Activity: Until the last line is reached, keep transcribing the material exactly.

• • • • •

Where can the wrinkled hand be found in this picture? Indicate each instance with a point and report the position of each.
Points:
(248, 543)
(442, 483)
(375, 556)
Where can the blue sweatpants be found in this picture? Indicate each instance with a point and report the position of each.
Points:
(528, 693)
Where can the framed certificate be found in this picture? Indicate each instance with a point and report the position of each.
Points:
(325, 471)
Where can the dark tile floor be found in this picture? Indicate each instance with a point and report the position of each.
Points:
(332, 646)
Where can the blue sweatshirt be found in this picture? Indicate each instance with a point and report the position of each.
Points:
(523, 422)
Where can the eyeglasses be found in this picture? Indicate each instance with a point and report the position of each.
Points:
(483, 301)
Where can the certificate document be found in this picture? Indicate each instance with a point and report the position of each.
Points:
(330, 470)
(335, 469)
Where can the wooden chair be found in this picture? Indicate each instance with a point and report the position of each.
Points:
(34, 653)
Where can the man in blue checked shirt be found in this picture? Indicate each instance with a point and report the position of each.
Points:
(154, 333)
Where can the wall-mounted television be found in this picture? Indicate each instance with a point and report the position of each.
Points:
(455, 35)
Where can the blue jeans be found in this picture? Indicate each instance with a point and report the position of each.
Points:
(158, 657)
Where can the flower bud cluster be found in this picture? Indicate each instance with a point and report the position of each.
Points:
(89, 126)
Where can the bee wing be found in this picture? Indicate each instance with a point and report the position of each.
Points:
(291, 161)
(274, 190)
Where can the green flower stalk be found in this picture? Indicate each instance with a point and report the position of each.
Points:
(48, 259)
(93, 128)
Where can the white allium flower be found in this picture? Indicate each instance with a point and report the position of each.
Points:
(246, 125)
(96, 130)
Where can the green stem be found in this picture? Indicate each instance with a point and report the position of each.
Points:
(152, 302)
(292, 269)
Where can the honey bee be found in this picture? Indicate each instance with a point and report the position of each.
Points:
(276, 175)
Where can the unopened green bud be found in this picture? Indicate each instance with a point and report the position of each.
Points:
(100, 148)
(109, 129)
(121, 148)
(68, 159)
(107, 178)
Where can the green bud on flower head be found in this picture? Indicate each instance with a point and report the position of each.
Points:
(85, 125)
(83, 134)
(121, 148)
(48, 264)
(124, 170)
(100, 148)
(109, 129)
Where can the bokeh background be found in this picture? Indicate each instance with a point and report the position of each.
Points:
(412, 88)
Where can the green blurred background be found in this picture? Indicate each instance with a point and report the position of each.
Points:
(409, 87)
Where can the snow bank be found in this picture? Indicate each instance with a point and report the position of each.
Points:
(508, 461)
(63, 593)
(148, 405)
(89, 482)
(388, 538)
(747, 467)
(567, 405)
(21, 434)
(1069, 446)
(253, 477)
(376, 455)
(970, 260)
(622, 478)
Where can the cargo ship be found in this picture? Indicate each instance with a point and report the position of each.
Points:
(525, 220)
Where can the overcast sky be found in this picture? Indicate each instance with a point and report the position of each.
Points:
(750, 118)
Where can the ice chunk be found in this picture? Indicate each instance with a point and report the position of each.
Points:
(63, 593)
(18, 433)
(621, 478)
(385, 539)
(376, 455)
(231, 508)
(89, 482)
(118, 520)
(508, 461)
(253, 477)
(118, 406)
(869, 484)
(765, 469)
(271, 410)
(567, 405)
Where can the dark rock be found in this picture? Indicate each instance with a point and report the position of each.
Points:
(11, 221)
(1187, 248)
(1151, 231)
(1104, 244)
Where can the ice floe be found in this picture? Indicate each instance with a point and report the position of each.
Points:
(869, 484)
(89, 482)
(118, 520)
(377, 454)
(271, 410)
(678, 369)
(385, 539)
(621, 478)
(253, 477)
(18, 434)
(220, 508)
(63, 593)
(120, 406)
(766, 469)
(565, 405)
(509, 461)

• • • • •

Result below:
Where can the wrinkled hand be found in this picture? Indicate each instance with a point and report the position of each.
Points:
(248, 543)
(442, 483)
(375, 556)
Where can the blue sweatpants be found in this picture? Indicate each instance with a point and report the position of each.
Points:
(528, 693)
Where can the framed certificate be found in this picture? Indicate each instance with a point and report the position of each.
Points:
(325, 471)
Where can the dark tile floor be found in this picture? Indicate each instance with a point and report the position of each.
Points:
(332, 646)
Where can the blue sweatshirt be found in this picture? Indicate each instance with a point and report the position of each.
Points:
(523, 422)
Where can the eyeglasses be found in this picture? Indicate each instance with a point and report the position of each.
Points:
(483, 301)
Where can the certificate document be found in this picture? Indicate each instance with a point and report the position of each.
Points:
(330, 470)
(335, 469)
Where can the wooden chair be found in this picture? Indicate each instance with a point and report the position of each.
Points:
(34, 653)
Where can the man in blue checked shirt be found in this picture? Indicate each instance with a point and report the position of each.
Points:
(154, 333)
Where can the wall-mounted television be found in this picture? Indicate each instance with a point and report the position of each.
Points:
(455, 35)
Where can the blue jeans be found in this picture? Indicate each instance with a point and report the position of each.
Points:
(158, 657)
Where can the flower bud cluster be found in this picture? Indicate each instance with a point and report the position of each.
Points:
(89, 126)
Where can the bee wing be found in this picture? Indicate each instance with a point and report the position of each.
Points:
(291, 161)
(274, 190)
Where can the green flower stalk be found in this picture? Indicate each instance with a point and report the position of each.
Points:
(48, 259)
(93, 128)
Where can the white allium flower be found in this picture? Indicate each instance with a point and report the position of each.
Points:
(246, 125)
(96, 130)
Where can the green stem be found in this picture? Indicate each instance with a point and report the position of each.
Points:
(152, 302)
(292, 269)
Where can the honey bee be found in this picture? Indicate each instance with a point and report the position of each.
Points:
(276, 175)
Where can the unopened green bud be found in this picture? Indicate each instance with a point and report the position of each.
Points:
(100, 148)
(109, 129)
(121, 148)
(68, 159)
(107, 178)
Where can the green bud on flower head be found in this picture? Indicate each instance with a point and report the position of each.
Points:
(85, 125)
(83, 134)
(121, 148)
(48, 264)
(124, 170)
(100, 148)
(109, 129)
Where can the bokeh background be found in this picture? Indicate each instance with a point and report the position of each.
Points:
(412, 88)
Where can the green blurred background be found in this picture? Indicate each instance with a point and report the position of each.
Points:
(409, 87)
Where can the snow bank be found in this picture? Indicate each instance with a point and report the position of each.
Points:
(508, 461)
(63, 593)
(148, 405)
(89, 482)
(388, 538)
(747, 467)
(567, 405)
(21, 434)
(1069, 446)
(253, 477)
(376, 455)
(970, 260)
(622, 478)
Where can the cargo ship be found in this picture? Indicate each instance with a point and report the position of each.
Points:
(525, 220)
Where can the overcast sky be found in this picture? Indicate each instance with a point and report the position of each.
Points:
(750, 118)
Where can the ice chunk be found in this picture? Indicate each instance with a point and report the position of each.
Points:
(63, 593)
(18, 433)
(621, 478)
(385, 539)
(376, 455)
(231, 508)
(89, 482)
(118, 520)
(508, 461)
(253, 477)
(118, 406)
(869, 484)
(765, 469)
(271, 410)
(567, 405)
Where can the dark rock be found in this picture? Indicate each instance with a point and report the position of each.
Points:
(11, 221)
(1187, 248)
(1151, 231)
(1104, 244)
Where can the ice floe be found in this picture? Indicate each instance with a point and report the position of each.
Points:
(869, 484)
(89, 482)
(118, 520)
(377, 454)
(271, 410)
(678, 369)
(385, 539)
(621, 478)
(253, 477)
(18, 434)
(220, 508)
(63, 593)
(120, 406)
(766, 469)
(565, 405)
(509, 461)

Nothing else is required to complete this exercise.